> _WHAT YOU WILL DO_
Print all of the records. Exclude the images.

** MATERIAL PROVIDED follows **

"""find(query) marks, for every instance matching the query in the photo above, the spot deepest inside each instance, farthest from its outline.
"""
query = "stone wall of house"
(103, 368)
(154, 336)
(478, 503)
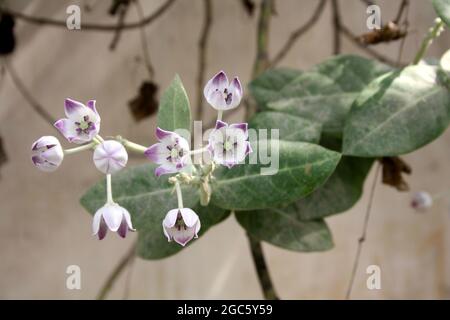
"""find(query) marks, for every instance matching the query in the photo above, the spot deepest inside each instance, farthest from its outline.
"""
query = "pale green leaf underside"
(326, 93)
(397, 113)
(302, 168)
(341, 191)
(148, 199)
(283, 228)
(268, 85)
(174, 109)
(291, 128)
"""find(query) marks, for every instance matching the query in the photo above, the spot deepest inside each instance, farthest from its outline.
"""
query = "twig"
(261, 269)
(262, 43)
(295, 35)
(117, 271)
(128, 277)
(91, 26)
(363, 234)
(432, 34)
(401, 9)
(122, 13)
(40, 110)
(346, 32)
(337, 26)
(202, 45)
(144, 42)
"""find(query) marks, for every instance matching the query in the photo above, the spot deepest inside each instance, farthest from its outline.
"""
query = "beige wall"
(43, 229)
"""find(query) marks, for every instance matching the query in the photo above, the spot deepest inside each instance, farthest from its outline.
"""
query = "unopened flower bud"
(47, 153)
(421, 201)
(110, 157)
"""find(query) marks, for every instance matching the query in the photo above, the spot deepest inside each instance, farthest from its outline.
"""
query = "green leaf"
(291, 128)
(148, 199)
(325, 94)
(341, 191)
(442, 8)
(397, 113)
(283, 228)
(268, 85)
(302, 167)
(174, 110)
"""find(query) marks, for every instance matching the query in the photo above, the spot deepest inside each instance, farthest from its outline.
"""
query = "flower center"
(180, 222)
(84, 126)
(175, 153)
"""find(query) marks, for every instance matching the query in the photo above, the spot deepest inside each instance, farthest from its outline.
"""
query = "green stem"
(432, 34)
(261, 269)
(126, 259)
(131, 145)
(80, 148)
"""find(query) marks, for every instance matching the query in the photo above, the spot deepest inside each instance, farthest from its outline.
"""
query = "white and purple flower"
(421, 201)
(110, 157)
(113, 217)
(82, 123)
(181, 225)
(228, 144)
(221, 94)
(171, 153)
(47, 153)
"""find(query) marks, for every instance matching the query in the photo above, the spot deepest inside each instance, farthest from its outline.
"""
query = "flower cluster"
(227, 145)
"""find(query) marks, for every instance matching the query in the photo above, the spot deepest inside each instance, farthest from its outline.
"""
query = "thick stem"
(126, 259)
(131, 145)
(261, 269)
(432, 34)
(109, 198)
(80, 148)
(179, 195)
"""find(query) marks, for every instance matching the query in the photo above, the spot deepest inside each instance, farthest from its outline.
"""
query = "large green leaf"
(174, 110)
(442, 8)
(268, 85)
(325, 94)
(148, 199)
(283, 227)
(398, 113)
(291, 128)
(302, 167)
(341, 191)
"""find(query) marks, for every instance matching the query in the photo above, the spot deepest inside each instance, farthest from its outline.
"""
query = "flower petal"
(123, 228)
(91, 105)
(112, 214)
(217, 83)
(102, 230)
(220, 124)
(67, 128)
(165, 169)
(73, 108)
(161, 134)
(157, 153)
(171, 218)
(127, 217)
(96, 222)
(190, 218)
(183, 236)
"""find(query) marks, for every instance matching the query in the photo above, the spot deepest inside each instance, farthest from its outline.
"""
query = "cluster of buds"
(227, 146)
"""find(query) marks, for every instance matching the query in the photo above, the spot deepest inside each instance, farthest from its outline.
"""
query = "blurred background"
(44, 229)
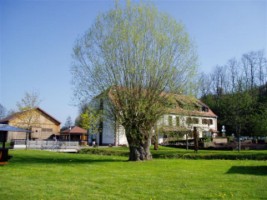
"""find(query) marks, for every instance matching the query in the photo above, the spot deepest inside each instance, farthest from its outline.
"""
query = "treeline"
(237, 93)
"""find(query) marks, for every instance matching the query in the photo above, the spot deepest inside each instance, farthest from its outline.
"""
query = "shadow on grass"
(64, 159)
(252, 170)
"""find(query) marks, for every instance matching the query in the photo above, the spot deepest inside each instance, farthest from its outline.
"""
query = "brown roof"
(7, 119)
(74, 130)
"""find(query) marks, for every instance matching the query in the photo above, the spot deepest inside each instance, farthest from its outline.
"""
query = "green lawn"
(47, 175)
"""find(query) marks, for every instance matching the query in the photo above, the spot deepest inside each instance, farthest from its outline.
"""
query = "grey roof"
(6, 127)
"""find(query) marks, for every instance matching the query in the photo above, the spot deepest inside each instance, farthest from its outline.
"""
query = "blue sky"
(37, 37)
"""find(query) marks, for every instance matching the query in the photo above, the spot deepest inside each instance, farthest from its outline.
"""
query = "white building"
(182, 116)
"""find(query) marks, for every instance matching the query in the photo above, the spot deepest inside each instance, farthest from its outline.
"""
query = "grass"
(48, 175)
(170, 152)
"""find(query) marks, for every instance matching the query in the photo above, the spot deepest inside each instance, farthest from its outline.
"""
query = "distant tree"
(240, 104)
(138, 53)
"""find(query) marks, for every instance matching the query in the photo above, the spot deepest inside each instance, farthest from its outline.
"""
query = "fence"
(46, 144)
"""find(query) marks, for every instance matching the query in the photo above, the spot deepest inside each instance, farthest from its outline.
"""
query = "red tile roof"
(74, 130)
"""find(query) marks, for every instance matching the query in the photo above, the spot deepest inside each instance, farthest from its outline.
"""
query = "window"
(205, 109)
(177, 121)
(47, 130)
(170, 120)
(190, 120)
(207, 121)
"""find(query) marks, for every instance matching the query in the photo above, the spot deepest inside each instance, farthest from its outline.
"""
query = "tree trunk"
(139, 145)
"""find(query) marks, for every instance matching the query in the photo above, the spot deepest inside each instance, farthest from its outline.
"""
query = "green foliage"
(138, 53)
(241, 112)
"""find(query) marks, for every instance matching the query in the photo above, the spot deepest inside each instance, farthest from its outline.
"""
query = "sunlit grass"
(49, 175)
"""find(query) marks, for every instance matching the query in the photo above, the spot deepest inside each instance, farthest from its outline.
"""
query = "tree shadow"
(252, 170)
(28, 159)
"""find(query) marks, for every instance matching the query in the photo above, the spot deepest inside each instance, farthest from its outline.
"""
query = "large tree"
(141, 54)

** End of MATERIAL PROVIDED **

> _RESULT FOR THIS TASK_
"""find(query) marks, for every instance matching the query in the photo above, the spot deepest inside each instance, farthest from its outline.
"""
query = "stone wall of house"
(103, 368)
(154, 336)
(478, 503)
"""find(query) marks, for every instance matching the query in the photo above, the spot deepest inside each instance, farthest from its outline.
"""
query = "pale green leaf underside"
(326, 93)
(397, 113)
(302, 168)
(341, 191)
(148, 199)
(283, 228)
(268, 85)
(174, 109)
(291, 128)
"""find(query) marks, for every instance matching the query in the photo above, the spot deepest inside each instance, farthest from its outline.
"""
query = "twig"
(261, 269)
(262, 43)
(295, 35)
(117, 271)
(128, 277)
(91, 26)
(363, 234)
(432, 34)
(401, 9)
(122, 13)
(40, 110)
(346, 32)
(337, 26)
(202, 45)
(144, 42)
"""find(query) marks, for every instance matching the query in the photo above, the spot deepest inside each instance, farthest from its outline.
"""
query = "beige wall"
(43, 229)
"""find(query) marks, for every instance matching the query in the photo above, the spot deepest inside each instance, farthest from its outline.
"""
query = "unopened flower bud"
(47, 153)
(421, 201)
(110, 157)
"""find(query) marks, for every instance matching the query in the photo above, the spot deepest inside each instance, farthest from its outline.
"""
query = "green leaf"
(291, 128)
(148, 199)
(325, 94)
(341, 191)
(442, 8)
(397, 113)
(283, 228)
(268, 85)
(302, 167)
(174, 110)
"""find(query) marks, for every instance matching the query in the photo above, the spot deepest inside each instance, farthest from its outline.
"""
query = "flower center"
(180, 222)
(84, 126)
(175, 153)
"""find(query) marks, for every instance matching the query in the photo above, the spot deepest inside each instance, farthest from its outline.
"""
query = "green stem"
(432, 34)
(261, 269)
(126, 259)
(131, 145)
(80, 148)
"""find(query) marks, for every instance matching the query in the photo above, the spot deepest inside each instance, farthest from its outline.
"""
query = "white and purple flower"
(421, 201)
(110, 157)
(113, 217)
(82, 123)
(181, 225)
(228, 144)
(221, 94)
(171, 153)
(47, 153)
"""find(query) marks, for every instance matching the query in the photo above, the spot deepest inside each instance, farthest from its outline.
"""
query = "flower cluster"
(227, 145)
"""find(query) marks, for every instance matching the query in the photo above, the spot deepest inside each instance, farthest from its outline.
"""
query = "thick stem"
(126, 259)
(131, 145)
(261, 269)
(432, 34)
(109, 198)
(80, 148)
(179, 195)
"""find(query) marks, for every instance matching the query in the photo above, the spot deepest inside each instance, farthest from its outline.
"""
query = "large green leaf"
(174, 110)
(442, 8)
(268, 85)
(325, 94)
(148, 199)
(283, 227)
(398, 113)
(291, 128)
(302, 167)
(341, 191)
"""find(query) marks, for every instance matching the query in the photo above, the spot deepest inside each instance, farthest from its outline.
"""
query = "flower petal"
(123, 228)
(91, 105)
(112, 214)
(217, 83)
(102, 230)
(220, 124)
(67, 128)
(165, 169)
(73, 108)
(161, 134)
(157, 153)
(171, 218)
(127, 217)
(96, 222)
(190, 218)
(183, 236)
"""find(query) marks, for every instance matching the query in the photo above, the spot deepest inside each instance, farthest from its outline.
"""
query = "cluster of buds"
(227, 146)
"""find(query) marks, for every instance matching the query in the photo above, the spot deepest inside each instance, farthest from its outline.
"""
query = "blurred background"
(44, 229)
"""find(query) marks, for every instance matching the query in the photo above, the spot deepest inside each instance, farthest from its outline.
"""
query = "treeline"
(237, 93)
"""find(query) marks, for every instance matching the query in the photo above, the spot deepest inside each instance, farthest from its outline.
"""
query = "shadow on grass"
(64, 159)
(252, 170)
"""find(query) marks, for every instance matching the query in the photo above, the spot deepest inside each instance, farthest from its outline.
"""
query = "brown roof"
(7, 119)
(74, 130)
"""find(query) marks, for every instance matching the query in the photo above, the spot deepest inside each instance, farthest from its outline.
"""
query = "green lawn"
(47, 175)
"""find(query) marks, for every instance matching the query in the photo above, the spot deepest inside each instance, farthest from its outline.
"""
query = "grey roof"
(6, 127)
"""find(query) marks, for every instance matching the query in the photo above, the spot deepest inside each instance, farthest from its outline.
"""
query = "blue sky"
(37, 37)
"""find(query) marks, for every instance matching the query in the photo above, the spot deepest inside each instance, farthest from its outline.
"""
query = "white building"
(182, 116)
"""find(query) marks, for every instance matching the query in the photo above, the spot deepest inside each instance, farthest from its outline.
"""
query = "grass"
(48, 175)
(170, 152)
"""find(query) marks, for every instance matching the query in the photo above, the spot deepest inside each instance, farthest from its outline.
"""
query = "distant tree"
(240, 104)
(138, 53)
"""find(query) marks, for every instance matching the query in the photo above, the spot deepest inside each instance, farthest from its outline.
"""
query = "fence"
(46, 144)
"""find(query) marks, for every instance matching the query in the photo above, the spot deepest inside each instance, farthest from its outline.
"""
query = "red tile roof"
(74, 130)
"""find(query) marks, for every instance matching the query in the photo above, the spot deepest inside each instance, farthest from its outline.
"""
query = "window"
(205, 109)
(177, 121)
(47, 130)
(170, 120)
(190, 120)
(207, 121)
"""find(query) marks, for every instance matching the query in the photo above, the spot deepest inside each instance, farthest from its outline.
"""
query = "tree trunk"
(139, 145)
"""find(query) marks, for every instance matching the query in the photo above, the spot deepest inside each instance, farthest from its outline.
"""
query = "green foliage"
(138, 53)
(241, 112)
"""find(query) marks, for every instance matching the query in the photo above, the spot deepest inside each instance, farthest from its outline.
"""
query = "sunlit grass"
(49, 175)
"""find(query) marks, for every instance matching the query in the photo above, the spot deepest inside each instance, farthest from its outline.
"""
query = "tree shadow"
(252, 170)
(28, 159)
"""find(query) marks, for every instance matching the query in the photo above, the spot deepest inside each instance, farthest from its outline.
"""
query = "large tree"
(141, 54)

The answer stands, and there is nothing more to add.